Selected extract:
──────
A careful review of the record reveals the decision of the Commissioner is supported by substantial evidence.

Claimant's Background

Claimant was born on March 6, 1960, and was 46 years old at the time of the administrative hearing. (Tr. at 103, 262.) Claimant had a high school education. (Tr. at 110, 263.) In the past, she worked as a daycare provider, waitress, sewing machine operator, and bartender. (Tr. at 121-27, 264, 287.)

The Medical Record

The Court has reviewed all the evidence of record, including the medical evidence, and will discuss it below in relation to Claimant's arguments.

Claimant's Challenges to the Commissioner's Decision

Claimant alleges that the Commissioner's decision is not supported by substantial evidence because the ALJ erred in (1) according greater weight to the opinions of the state agency medical consultants than to the opinions of Claimant's treating physicians, (2) not finding that Claimant's depression was a severe impairment, and (3) assessing Claimant's pain and credibility. (Document No. 10 at 8-11.) The Commissioner asserts that Claimant's arguments are without merit and that substantial evidence supports the ALJ's decision. (Document No. 11 at 8-20.)

1. Opinion Evidence.
──────
Extracted data:
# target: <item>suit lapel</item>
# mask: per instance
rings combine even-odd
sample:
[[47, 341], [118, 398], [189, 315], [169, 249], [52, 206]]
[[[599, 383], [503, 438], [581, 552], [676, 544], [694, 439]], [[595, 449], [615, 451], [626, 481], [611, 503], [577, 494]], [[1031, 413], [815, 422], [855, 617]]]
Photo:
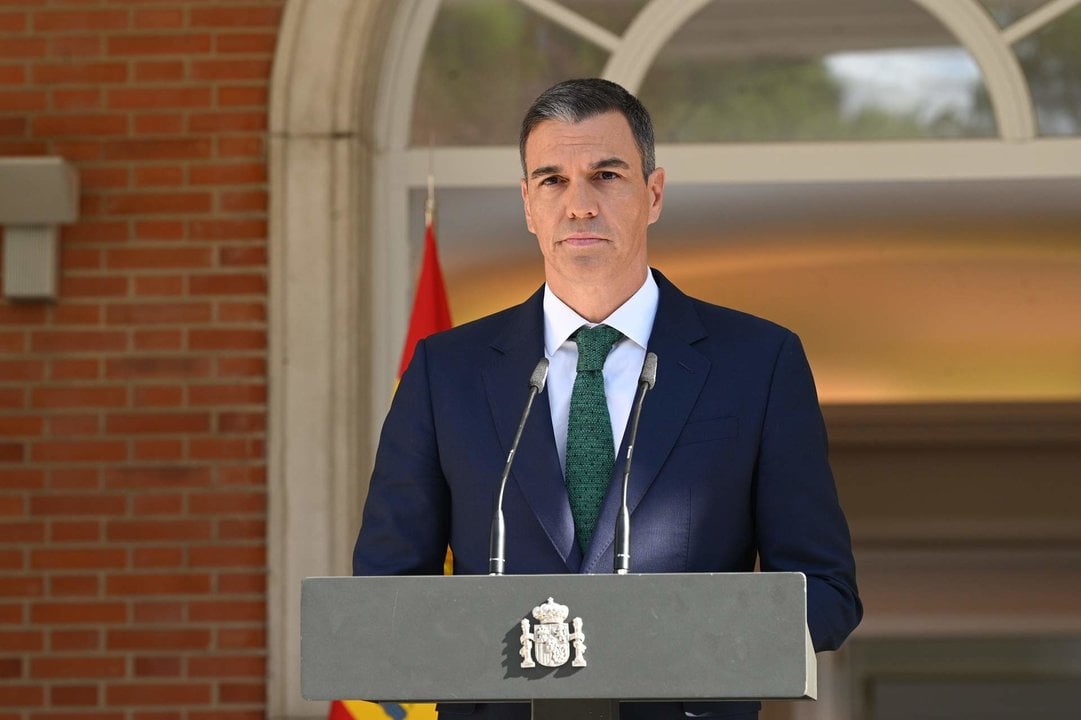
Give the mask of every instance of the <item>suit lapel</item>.
[[[509, 314], [506, 328], [492, 342], [491, 358], [484, 369], [489, 408], [495, 418], [504, 457], [510, 452], [521, 419], [530, 375], [544, 357], [542, 297], [543, 290]], [[568, 571], [577, 572], [580, 556], [574, 542], [574, 521], [556, 451], [547, 392], [534, 400], [509, 482], [518, 485], [552, 546], [568, 563]]]
[[[657, 382], [645, 398], [639, 421], [638, 444], [631, 464], [627, 506], [633, 511], [660, 472], [683, 426], [702, 392], [709, 373], [710, 361], [692, 344], [706, 336], [690, 298], [676, 289], [663, 275], [653, 271], [660, 296], [657, 316], [650, 334], [649, 350], [657, 356]], [[629, 422], [627, 432], [629, 434]], [[611, 572], [600, 565], [602, 558], [611, 561], [615, 519], [623, 491], [623, 474], [627, 457], [627, 440], [616, 456], [615, 469], [608, 494], [601, 505], [597, 531], [582, 562], [582, 572]], [[632, 531], [633, 532], [633, 531]], [[631, 558], [633, 571], [633, 558]]]

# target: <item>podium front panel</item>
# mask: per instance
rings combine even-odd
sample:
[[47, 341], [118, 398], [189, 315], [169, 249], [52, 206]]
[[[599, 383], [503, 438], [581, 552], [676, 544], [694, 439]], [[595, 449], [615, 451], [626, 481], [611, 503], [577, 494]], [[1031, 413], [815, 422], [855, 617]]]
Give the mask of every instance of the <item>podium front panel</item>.
[[[549, 597], [571, 632], [582, 618], [585, 667], [521, 667], [521, 621]], [[801, 573], [312, 577], [301, 611], [309, 699], [815, 694]]]

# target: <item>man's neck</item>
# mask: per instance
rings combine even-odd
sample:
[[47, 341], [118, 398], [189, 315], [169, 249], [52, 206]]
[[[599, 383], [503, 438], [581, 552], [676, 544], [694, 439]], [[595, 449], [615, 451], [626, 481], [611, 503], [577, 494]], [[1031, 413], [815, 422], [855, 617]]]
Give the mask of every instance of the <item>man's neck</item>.
[[556, 285], [550, 280], [548, 288], [559, 299], [589, 322], [601, 322], [615, 312], [637, 293], [645, 282], [645, 268], [637, 281], [627, 286], [613, 288], [611, 284], [566, 284]]

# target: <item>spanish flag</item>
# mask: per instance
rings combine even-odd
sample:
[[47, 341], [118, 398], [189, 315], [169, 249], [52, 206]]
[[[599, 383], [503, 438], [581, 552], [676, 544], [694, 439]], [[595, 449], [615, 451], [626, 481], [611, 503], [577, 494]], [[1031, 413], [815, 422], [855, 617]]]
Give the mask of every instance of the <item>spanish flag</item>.
[[[435, 189], [429, 178], [428, 200], [424, 209], [424, 257], [421, 261], [421, 275], [413, 295], [413, 312], [410, 316], [409, 332], [405, 334], [401, 364], [398, 368], [399, 379], [413, 359], [413, 349], [417, 342], [452, 326], [446, 285], [443, 283], [443, 270], [439, 266], [439, 253], [436, 250], [435, 210]], [[448, 550], [443, 572], [450, 575], [452, 568], [453, 562]], [[436, 706], [418, 703], [376, 704], [364, 701], [334, 701], [331, 703], [328, 720], [436, 720]]]

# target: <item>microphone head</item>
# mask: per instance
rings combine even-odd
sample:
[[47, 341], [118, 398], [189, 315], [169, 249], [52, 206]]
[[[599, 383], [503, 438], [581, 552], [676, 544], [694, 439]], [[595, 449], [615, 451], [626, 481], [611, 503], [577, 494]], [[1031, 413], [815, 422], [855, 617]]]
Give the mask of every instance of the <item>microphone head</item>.
[[543, 392], [546, 379], [548, 379], [548, 358], [540, 358], [537, 366], [533, 369], [533, 374], [530, 375], [530, 387]]
[[657, 382], [657, 354], [646, 352], [645, 361], [642, 363], [642, 374], [638, 376], [639, 384], [645, 383], [652, 390]]

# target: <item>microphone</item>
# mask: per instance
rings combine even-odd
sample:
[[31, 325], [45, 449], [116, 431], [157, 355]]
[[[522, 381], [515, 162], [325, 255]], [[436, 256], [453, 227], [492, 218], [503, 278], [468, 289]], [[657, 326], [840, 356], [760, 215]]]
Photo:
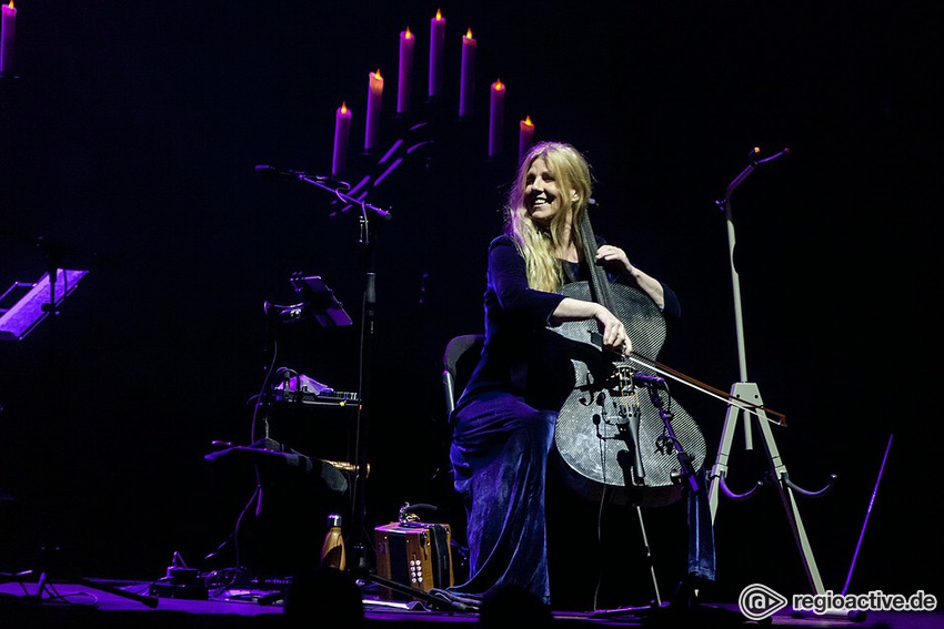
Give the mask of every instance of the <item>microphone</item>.
[[665, 378], [659, 376], [650, 376], [649, 374], [633, 373], [633, 384], [636, 386], [645, 386], [655, 389], [665, 389]]
[[322, 175], [309, 176], [307, 173], [303, 173], [301, 171], [283, 171], [283, 170], [277, 169], [275, 166], [270, 166], [268, 164], [257, 164], [255, 165], [255, 173], [260, 174], [262, 176], [265, 176], [265, 177], [271, 177], [271, 179], [281, 179], [281, 177], [304, 179], [304, 177], [309, 177], [309, 179], [313, 179], [314, 181], [332, 181], [331, 177], [327, 177], [327, 176], [322, 176]]

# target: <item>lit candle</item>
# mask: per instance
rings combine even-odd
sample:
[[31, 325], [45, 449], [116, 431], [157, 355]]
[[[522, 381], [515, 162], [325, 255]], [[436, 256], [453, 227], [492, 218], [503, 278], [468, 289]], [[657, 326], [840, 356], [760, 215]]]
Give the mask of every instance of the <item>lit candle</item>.
[[13, 0], [0, 7], [3, 13], [0, 21], [0, 73], [13, 72], [13, 33], [17, 31], [17, 9]]
[[380, 70], [371, 72], [368, 87], [368, 118], [364, 130], [364, 152], [376, 149], [380, 142], [380, 102], [383, 98], [383, 77]]
[[475, 40], [472, 29], [462, 35], [462, 73], [459, 83], [459, 116], [472, 114], [475, 97]]
[[338, 175], [348, 169], [348, 138], [351, 134], [351, 110], [348, 103], [341, 103], [334, 114], [334, 159], [331, 174]]
[[442, 51], [445, 45], [445, 18], [436, 9], [430, 20], [430, 98], [442, 95]]
[[489, 109], [489, 156], [495, 158], [502, 152], [502, 126], [505, 113], [505, 87], [499, 79], [492, 83], [491, 106]]
[[534, 142], [534, 123], [531, 122], [531, 116], [524, 116], [524, 120], [518, 123], [518, 160], [521, 161]]
[[410, 27], [400, 33], [400, 83], [396, 85], [396, 113], [410, 111], [410, 87], [413, 80], [413, 42]]

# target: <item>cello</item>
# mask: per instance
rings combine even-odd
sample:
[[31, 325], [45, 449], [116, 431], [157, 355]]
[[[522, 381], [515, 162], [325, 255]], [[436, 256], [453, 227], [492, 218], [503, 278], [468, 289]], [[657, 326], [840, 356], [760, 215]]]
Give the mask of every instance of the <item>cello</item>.
[[[588, 214], [584, 212], [579, 229], [590, 280], [564, 284], [560, 292], [606, 307], [623, 322], [633, 355], [654, 363], [665, 341], [665, 318], [649, 295], [611, 283], [605, 271], [594, 264], [592, 244], [597, 241]], [[566, 484], [588, 498], [605, 491], [617, 504], [672, 504], [681, 498], [686, 477], [704, 465], [704, 436], [679, 404], [669, 398], [666, 410], [666, 400], [654, 387], [636, 386], [645, 376], [649, 382], [662, 378], [634, 366], [629, 357], [603, 351], [596, 326], [589, 319], [552, 328], [562, 337], [563, 344], [558, 346], [573, 366], [572, 386], [554, 429], [555, 458]], [[649, 395], [641, 394], [642, 388]]]

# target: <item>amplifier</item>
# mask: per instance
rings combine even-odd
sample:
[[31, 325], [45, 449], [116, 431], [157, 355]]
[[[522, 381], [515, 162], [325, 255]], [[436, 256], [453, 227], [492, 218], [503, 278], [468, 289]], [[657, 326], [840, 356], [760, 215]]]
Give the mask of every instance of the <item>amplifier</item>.
[[[453, 585], [449, 525], [391, 523], [374, 529], [374, 541], [380, 577], [424, 592]], [[390, 599], [394, 592], [381, 587], [380, 596]]]

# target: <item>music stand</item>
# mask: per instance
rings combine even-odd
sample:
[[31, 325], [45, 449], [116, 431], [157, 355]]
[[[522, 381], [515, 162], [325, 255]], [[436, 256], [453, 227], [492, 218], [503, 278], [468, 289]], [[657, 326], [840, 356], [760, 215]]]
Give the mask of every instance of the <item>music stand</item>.
[[[16, 300], [9, 307], [0, 307], [0, 341], [22, 341], [32, 332], [49, 314], [56, 314], [59, 305], [66, 297], [72, 294], [79, 281], [88, 275], [88, 270], [76, 268], [51, 268], [53, 274], [43, 273], [36, 283], [13, 282], [13, 284], [0, 295], [0, 306], [4, 302]], [[23, 570], [14, 575], [0, 574], [0, 582], [23, 581], [34, 574], [34, 570]], [[129, 592], [90, 579], [73, 577], [77, 585], [86, 586], [103, 592], [137, 600], [148, 607], [157, 607], [158, 599]], [[49, 598], [59, 598], [47, 570], [41, 570], [37, 580], [37, 592], [28, 595], [28, 599], [43, 600], [43, 595]]]
[[44, 273], [34, 284], [13, 282], [7, 292], [0, 295], [0, 306], [4, 300], [18, 298], [9, 308], [0, 307], [0, 341], [26, 338], [46, 315], [57, 311], [59, 304], [89, 273], [72, 268], [56, 268], [53, 272], [53, 281], [50, 281], [49, 273]]

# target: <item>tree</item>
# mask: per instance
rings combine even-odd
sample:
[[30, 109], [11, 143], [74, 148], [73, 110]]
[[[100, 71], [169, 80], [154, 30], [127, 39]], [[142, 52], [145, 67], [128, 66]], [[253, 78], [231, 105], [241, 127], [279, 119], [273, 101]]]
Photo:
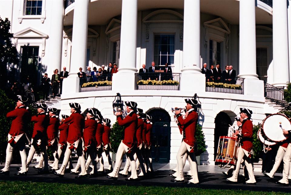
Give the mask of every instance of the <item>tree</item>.
[[[16, 64], [19, 62], [17, 50], [12, 45], [11, 39], [13, 34], [9, 32], [10, 22], [8, 18], [3, 20], [0, 17], [0, 83], [7, 83], [7, 65]], [[0, 85], [3, 88], [6, 85]]]

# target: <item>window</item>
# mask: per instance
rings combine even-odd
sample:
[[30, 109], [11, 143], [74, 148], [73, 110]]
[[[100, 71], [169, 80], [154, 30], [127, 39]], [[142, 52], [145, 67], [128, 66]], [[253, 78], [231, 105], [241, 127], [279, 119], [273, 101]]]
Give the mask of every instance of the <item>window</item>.
[[36, 84], [38, 74], [39, 47], [24, 46], [21, 49], [21, 78], [24, 79], [29, 76], [30, 82]]
[[42, 0], [26, 0], [25, 1], [25, 15], [42, 15]]
[[113, 64], [116, 64], [118, 66], [119, 62], [119, 50], [120, 47], [120, 41], [117, 41], [113, 43], [113, 55], [112, 62]]
[[174, 35], [155, 35], [154, 59], [157, 66], [174, 64], [175, 51]]
[[209, 40], [209, 66], [220, 64], [220, 43]]

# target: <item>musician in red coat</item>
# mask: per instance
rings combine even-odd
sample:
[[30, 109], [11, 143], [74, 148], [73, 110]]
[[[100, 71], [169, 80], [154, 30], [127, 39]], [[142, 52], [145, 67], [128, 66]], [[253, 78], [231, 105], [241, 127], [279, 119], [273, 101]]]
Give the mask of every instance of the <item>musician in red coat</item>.
[[175, 180], [171, 180], [174, 183], [184, 182], [183, 175], [183, 157], [186, 153], [188, 154], [189, 163], [193, 174], [192, 177], [188, 182], [188, 184], [197, 183], [199, 181], [198, 179], [198, 170], [197, 162], [195, 156], [194, 149], [196, 144], [195, 132], [198, 121], [198, 115], [193, 107], [198, 103], [197, 100], [188, 98], [185, 99], [187, 103], [185, 106], [188, 114], [183, 119], [181, 114], [181, 109], [175, 111], [178, 122], [181, 126], [183, 126], [183, 141], [177, 154], [177, 161], [179, 175]]
[[45, 162], [45, 167], [43, 170], [41, 170], [38, 173], [39, 174], [47, 174], [48, 173], [48, 161], [46, 153], [46, 130], [49, 124], [49, 117], [46, 113], [48, 106], [46, 104], [39, 104], [38, 105], [37, 108], [38, 115], [31, 118], [31, 121], [35, 123], [31, 139], [31, 146], [26, 160], [26, 170], [28, 170], [36, 149], [39, 147]]
[[15, 109], [6, 115], [7, 118], [12, 118], [11, 126], [8, 135], [8, 143], [6, 149], [5, 165], [1, 170], [0, 174], [9, 175], [10, 164], [12, 160], [12, 153], [15, 147], [18, 146], [21, 158], [22, 170], [16, 173], [20, 175], [26, 175], [26, 153], [25, 143], [27, 139], [25, 131], [31, 116], [26, 109], [25, 104], [28, 101], [27, 98], [18, 96]]
[[[251, 162], [251, 155], [253, 153], [253, 123], [251, 117], [253, 112], [245, 108], [240, 108], [240, 117], [242, 119], [241, 133], [237, 132], [235, 138], [241, 138], [240, 145], [237, 152], [237, 160], [236, 169], [233, 171], [232, 176], [226, 179], [226, 180], [232, 182], [237, 182], [238, 175], [242, 160], [244, 160], [245, 165], [249, 173], [249, 179], [245, 183], [246, 184], [255, 184], [256, 182], [254, 175], [253, 166]], [[236, 135], [234, 135], [234, 136]]]
[[137, 116], [135, 111], [137, 104], [134, 102], [127, 101], [125, 104], [128, 114], [124, 119], [122, 118], [120, 112], [117, 112], [116, 113], [118, 124], [125, 127], [124, 137], [118, 147], [116, 154], [116, 162], [113, 171], [106, 177], [113, 180], [117, 179], [118, 173], [122, 162], [122, 157], [124, 154], [126, 153], [131, 169], [131, 176], [126, 179], [134, 180], [137, 179], [136, 165], [133, 157], [134, 153], [132, 152], [135, 143], [134, 137], [137, 125]]
[[54, 173], [55, 175], [61, 177], [64, 177], [66, 167], [68, 164], [72, 151], [75, 149], [79, 157], [81, 167], [81, 172], [75, 177], [81, 179], [87, 177], [85, 166], [85, 158], [83, 153], [84, 145], [82, 138], [83, 129], [85, 123], [85, 119], [80, 114], [81, 106], [77, 103], [70, 103], [72, 114], [66, 119], [64, 122], [69, 124], [69, 131], [67, 139], [68, 146], [65, 153], [63, 163], [61, 168]]

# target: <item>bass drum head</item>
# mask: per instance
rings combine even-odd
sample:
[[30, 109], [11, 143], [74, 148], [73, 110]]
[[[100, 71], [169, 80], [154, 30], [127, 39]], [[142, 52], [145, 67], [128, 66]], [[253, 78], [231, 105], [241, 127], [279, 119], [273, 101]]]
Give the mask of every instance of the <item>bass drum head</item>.
[[268, 116], [263, 123], [261, 134], [268, 141], [281, 142], [288, 138], [283, 134], [283, 129], [291, 129], [289, 119], [281, 114], [274, 114]]
[[264, 139], [263, 136], [262, 135], [262, 133], [261, 132], [261, 129], [260, 129], [259, 130], [259, 131], [258, 131], [258, 133], [257, 135], [258, 137], [258, 139], [265, 145], [273, 146], [276, 143], [276, 142], [269, 142]]

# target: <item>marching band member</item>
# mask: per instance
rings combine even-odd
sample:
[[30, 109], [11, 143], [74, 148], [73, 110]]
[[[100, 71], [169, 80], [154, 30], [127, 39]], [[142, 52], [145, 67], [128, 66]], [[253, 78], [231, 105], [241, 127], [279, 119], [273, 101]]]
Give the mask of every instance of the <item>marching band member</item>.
──────
Problem 1: Transcribe the court opinion excerpt word for word, starting at the words that contain "Claimant alleges that" and stopping after "1. Opinion Evidence.".
Problem 2: For each statement, say whether it agrees with the court opinion excerpt, answering yes or no and quoting the words that decide it: (a) Claimant was 46 years old at the time of the administrative hearing. (b) Claimant had a college education. (c) The Commissioner maintains that substantial evidence supports the ALJ's decision.
Rely on the court opinion excerpt alone.

Your response 1:
Claimant alleges that the Commissioner's decision is not supported by substantial evidence because the ALJ erred in (1) according greater weight to the opinions of the state agency medical consultants than to the opinions of Claimant's treating physicians, (2) not finding that Claimant's depression was a severe impairment, and (3) assessing Claimant's pain and credibility. (Document No. 10 at 8-11.) The Commissioner asserts that Claimant's arguments are without merit and that substantial evidence supports the ALJ's decision. (Document No. 11 at 8-20.)

1. Opinion Evidence.

Your response 2:
(a) Yes: "was 46 years old at the time of the administrative hearing"
(b) No: "Claimant had a high school education."
(c) Yes: "substantial evidence supports the ALJ's decision"